Los conspiranoicos frente al Nuevo Orden Mundial

En 2016, hubo dos acontecimientos políticos dramáticos. Primero, el Reino Unido convocó un referéndum que consultaba a los británicos si ellos deseaban seguir formando parte de la Unión Europea. Contra todo pronóstico, el Brexit (como se llamó a esa iniciativa) triunfó en las urnas, y así, la Gran Bretaña era el primer país en quebrar la unidad europea que se venía cultivando desde hacía décadas. Los promotores del Brexit celebraron aquello como una independencia, y su campaña tuvo fuertes tonalidades nacionalistas.
            Luego, ocurrió otro evento que dejó atónitos a muchos: Donald Trump fue electo presidente de los EE.UU. Trump había sido simpatizante de la opción británica del Brexit, y su campaña electoral orbitó en torno a los mismos temas nacionalistas. El gran coco, en ambos casos, fue la globalización. Según los demagogos británicos y norteamericanos, la globalización es una catástrofe, pues acaba con la soberanía de cada país, perjudica la homogeneidad étnica de cada nación, los inmigrantes quitan trabajos a los nacionales, etc.

---

◆ Ejercicios propuestos ◆
a. Reproduce literalmente el fragmento del texto sobre los conspiranoicos que comienza con las palabras "En 2016, hubo" y termina con "fuertes tonalidades nacionalistas.".
b. Cita textualmente las filas desde la primera hasta la que contiene "positive clicks: (424, 224)", ambas incluidas.
El texto y las filas proceden de fuentes distintas.

---

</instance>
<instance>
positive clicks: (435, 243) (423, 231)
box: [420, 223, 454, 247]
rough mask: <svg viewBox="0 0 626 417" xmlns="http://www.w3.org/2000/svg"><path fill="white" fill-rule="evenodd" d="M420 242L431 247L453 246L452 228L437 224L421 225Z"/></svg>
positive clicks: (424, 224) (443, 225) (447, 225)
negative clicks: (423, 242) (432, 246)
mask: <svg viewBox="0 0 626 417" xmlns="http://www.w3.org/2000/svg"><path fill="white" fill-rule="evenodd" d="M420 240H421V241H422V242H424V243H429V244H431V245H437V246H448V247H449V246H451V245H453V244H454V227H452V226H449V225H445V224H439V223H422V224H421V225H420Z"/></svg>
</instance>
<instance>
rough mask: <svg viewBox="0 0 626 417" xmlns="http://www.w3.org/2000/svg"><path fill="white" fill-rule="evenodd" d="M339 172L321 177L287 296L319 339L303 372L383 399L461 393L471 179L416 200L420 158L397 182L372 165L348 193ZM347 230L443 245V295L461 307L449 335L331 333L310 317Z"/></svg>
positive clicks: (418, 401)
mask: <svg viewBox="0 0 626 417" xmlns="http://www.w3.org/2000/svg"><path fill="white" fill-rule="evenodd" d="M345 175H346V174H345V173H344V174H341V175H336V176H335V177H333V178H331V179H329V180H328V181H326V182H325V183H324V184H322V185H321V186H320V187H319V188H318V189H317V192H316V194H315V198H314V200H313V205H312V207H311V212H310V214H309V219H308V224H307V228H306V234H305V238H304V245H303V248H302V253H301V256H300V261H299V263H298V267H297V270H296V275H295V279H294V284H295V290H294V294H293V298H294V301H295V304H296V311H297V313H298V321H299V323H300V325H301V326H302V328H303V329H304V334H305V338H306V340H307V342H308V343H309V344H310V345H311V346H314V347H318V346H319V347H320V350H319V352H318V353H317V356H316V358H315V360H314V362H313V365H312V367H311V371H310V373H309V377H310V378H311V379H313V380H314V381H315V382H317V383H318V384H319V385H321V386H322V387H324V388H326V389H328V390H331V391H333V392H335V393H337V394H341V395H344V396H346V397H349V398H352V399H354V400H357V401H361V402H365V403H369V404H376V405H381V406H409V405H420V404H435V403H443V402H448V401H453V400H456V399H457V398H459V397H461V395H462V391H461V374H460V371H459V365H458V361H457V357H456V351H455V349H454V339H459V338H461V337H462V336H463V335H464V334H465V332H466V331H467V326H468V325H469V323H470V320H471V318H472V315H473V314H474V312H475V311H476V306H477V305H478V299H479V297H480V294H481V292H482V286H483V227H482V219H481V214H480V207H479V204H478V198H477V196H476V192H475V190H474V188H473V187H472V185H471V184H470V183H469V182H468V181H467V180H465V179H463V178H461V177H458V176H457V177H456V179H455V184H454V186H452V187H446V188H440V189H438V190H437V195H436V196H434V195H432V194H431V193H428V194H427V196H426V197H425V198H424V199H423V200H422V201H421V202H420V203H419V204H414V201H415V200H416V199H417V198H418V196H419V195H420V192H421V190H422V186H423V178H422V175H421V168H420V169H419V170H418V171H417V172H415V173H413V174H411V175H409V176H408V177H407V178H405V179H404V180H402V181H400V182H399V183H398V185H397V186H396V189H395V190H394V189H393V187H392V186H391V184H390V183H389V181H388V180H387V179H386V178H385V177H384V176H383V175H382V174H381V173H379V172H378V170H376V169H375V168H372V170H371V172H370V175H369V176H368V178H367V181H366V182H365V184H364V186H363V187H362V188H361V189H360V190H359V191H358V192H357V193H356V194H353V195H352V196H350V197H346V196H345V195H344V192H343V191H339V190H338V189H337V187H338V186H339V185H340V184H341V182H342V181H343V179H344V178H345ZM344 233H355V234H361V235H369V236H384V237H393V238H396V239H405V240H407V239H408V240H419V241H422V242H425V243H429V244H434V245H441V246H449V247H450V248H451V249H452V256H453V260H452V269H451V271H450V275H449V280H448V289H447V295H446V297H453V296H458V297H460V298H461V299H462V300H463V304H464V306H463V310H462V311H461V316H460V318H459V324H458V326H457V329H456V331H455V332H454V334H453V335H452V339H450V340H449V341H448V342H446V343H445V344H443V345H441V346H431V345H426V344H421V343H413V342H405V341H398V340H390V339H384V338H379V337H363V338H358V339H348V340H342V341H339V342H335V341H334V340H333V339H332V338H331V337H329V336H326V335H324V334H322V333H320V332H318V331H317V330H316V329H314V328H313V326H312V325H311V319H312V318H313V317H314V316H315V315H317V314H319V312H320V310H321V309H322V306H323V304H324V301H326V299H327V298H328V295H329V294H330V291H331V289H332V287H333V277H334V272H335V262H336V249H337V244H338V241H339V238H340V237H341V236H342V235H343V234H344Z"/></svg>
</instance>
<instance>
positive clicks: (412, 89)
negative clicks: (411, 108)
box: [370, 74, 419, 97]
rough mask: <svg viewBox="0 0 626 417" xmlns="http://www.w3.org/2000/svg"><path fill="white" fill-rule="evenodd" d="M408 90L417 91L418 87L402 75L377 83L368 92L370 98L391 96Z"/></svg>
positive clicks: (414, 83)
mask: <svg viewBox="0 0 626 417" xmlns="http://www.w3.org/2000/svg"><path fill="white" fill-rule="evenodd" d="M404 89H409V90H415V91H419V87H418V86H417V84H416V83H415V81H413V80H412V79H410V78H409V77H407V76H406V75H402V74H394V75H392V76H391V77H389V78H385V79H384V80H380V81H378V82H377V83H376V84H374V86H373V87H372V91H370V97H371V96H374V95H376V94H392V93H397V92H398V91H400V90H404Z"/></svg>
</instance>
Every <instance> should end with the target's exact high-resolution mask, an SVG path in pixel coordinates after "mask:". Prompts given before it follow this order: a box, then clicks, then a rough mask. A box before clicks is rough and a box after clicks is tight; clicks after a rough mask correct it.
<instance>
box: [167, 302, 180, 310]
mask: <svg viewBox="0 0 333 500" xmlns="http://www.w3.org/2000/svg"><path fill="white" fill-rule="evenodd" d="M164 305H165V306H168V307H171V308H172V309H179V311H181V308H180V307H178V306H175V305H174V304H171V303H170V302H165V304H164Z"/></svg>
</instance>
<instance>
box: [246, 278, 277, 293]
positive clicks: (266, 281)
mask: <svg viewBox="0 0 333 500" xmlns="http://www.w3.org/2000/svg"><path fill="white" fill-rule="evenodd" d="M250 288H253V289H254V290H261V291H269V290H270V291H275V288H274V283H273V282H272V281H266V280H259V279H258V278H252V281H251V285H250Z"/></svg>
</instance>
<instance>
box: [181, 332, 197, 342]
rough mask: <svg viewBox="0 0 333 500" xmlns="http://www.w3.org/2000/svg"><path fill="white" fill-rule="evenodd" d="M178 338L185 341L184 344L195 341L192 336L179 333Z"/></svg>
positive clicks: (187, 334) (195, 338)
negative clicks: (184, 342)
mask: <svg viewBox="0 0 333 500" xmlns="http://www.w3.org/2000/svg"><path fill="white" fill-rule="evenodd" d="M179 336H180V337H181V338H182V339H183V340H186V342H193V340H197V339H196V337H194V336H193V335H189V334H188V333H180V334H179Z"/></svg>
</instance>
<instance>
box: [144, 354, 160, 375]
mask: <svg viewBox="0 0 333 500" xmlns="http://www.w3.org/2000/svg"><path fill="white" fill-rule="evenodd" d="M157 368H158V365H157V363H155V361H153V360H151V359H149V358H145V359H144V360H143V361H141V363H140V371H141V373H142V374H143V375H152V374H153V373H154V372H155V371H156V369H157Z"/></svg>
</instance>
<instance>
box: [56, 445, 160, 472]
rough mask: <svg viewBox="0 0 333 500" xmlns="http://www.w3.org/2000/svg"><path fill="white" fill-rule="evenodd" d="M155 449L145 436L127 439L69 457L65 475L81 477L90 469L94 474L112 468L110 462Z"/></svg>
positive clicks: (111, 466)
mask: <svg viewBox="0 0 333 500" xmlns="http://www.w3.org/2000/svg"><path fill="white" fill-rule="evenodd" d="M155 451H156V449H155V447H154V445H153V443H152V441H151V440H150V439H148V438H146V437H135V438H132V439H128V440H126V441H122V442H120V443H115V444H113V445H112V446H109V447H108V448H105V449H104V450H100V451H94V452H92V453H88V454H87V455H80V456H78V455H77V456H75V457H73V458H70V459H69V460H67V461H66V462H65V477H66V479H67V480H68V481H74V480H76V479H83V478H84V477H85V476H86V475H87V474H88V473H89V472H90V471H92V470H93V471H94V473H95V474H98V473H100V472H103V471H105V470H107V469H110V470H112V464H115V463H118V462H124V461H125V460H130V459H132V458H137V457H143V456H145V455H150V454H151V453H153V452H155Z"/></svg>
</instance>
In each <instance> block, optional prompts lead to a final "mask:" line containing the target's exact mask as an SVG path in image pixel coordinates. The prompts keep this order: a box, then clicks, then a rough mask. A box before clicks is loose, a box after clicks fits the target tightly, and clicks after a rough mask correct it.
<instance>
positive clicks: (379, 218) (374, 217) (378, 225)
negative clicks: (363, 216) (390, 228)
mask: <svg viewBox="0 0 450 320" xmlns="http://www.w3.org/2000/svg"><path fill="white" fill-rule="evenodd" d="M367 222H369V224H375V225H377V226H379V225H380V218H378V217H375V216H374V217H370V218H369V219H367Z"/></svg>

---

◆ Respuestas a tareas ◆
a.
En 2016, hubo dos acontecimientos políticos dramáticos. Primero, el Reino Unido convocó un referéndum que consultaba a los británicos si ellos deseaban seguir formando parte de la Unión Europea. Contra todo pronóstico, el Brexit (como se llamó a esa iniciativa) triunfó en las urnas, y así, la Gran Bretaña era el primer país en quebrar la unidad europea que se venía cultivando desde hacía décadas. Los promotores del Brexit celebraron aquello como una independencia, y su campaña tuvo fuertes tonalidades nacionalistas.

b.
</instance>
<instance>
positive clicks: (435, 243) (423, 231)
box: [420, 223, 454, 247]
rough mask: <svg viewBox="0 0 626 417" xmlns="http://www.w3.org/2000/svg"><path fill="white" fill-rule="evenodd" d="M420 242L431 247L453 246L452 228L437 224L421 225Z"/></svg>
positive clicks: (424, 224) (443, 225) (447, 225)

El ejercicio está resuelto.